Output the full listing exactly, character for character.

◆ ◆ ◆ ◆

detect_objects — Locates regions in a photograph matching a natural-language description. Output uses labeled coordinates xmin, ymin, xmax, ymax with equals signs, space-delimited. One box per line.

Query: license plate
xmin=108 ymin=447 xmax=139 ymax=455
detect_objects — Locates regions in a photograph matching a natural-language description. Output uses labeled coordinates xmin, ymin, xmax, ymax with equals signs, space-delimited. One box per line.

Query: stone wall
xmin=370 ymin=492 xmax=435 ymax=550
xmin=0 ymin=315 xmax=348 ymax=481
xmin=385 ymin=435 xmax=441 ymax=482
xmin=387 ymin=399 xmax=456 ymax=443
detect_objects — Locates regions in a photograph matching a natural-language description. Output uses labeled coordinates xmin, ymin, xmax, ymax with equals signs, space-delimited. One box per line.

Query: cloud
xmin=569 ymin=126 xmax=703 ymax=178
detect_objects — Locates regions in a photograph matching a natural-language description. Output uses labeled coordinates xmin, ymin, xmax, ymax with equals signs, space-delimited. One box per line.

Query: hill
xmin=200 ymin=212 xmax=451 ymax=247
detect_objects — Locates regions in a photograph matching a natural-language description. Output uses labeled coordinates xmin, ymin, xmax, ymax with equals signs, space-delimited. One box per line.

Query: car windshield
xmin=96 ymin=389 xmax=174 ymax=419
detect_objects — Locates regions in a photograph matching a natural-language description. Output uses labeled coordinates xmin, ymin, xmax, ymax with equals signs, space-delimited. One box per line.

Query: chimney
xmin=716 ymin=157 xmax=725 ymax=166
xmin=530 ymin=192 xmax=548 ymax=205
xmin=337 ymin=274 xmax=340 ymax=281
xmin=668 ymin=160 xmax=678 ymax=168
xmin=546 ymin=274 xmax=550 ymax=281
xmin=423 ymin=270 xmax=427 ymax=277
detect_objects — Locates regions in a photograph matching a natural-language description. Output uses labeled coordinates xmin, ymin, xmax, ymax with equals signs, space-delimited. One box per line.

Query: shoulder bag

◆ ◆ ◆ ◆

◆ **Answer space**
detect_objects — Locates regions in a photograph matching a natural-language description. Output uses labeled coordinates xmin, ymin, xmax, ymax with equals signs, space-delimited. One box per line.

Query: license plate
xmin=108 ymin=447 xmax=139 ymax=455
detect_objects — Locates regions in a photograph matching a natural-language description. Output uses labeled coordinates xmin, ymin, xmax, ymax with equals signs, space-delimited. One box per line.

Query: stone wall
xmin=370 ymin=492 xmax=435 ymax=550
xmin=0 ymin=315 xmax=348 ymax=481
xmin=385 ymin=435 xmax=441 ymax=482
xmin=387 ymin=399 xmax=456 ymax=443
detect_objects — Locates regions in a photograph matching a natural-language description. Output uses labeled coordinates xmin, ymin, xmax, ymax with equals signs, space-delimited. One box per line.

Query: cloud
xmin=569 ymin=126 xmax=703 ymax=178
detect_objects — Locates regions in a photograph matching a natural-language description. Output uses labeled coordinates xmin, ymin, xmax, ymax with equals signs, space-delimited. One box per line.

Query: hill
xmin=200 ymin=212 xmax=451 ymax=247
detect_objects — Locates regions in a photograph matching a natural-language description. Output uses labeled coordinates xmin, ymin, xmax, ymax with equals signs, space-delimited. One box per line.

Query: car windshield
xmin=96 ymin=389 xmax=174 ymax=419
detect_objects — Locates regions in a photograph matching a natural-language description. Output uses labeled coordinates xmin, ymin, xmax, ymax with equals signs, space-delimited. One box per line.

Query: chimney
xmin=716 ymin=157 xmax=725 ymax=166
xmin=530 ymin=192 xmax=548 ymax=205
xmin=337 ymin=274 xmax=340 ymax=281
xmin=668 ymin=160 xmax=678 ymax=168
xmin=546 ymin=274 xmax=550 ymax=281
xmin=423 ymin=270 xmax=427 ymax=277
detect_objects — Locates regions in a photograph matching a natural-language description. Output uses labeled coordinates xmin, ymin, xmax, ymax with equals signs, space-delimited. One box per line.

Query: shoulder bag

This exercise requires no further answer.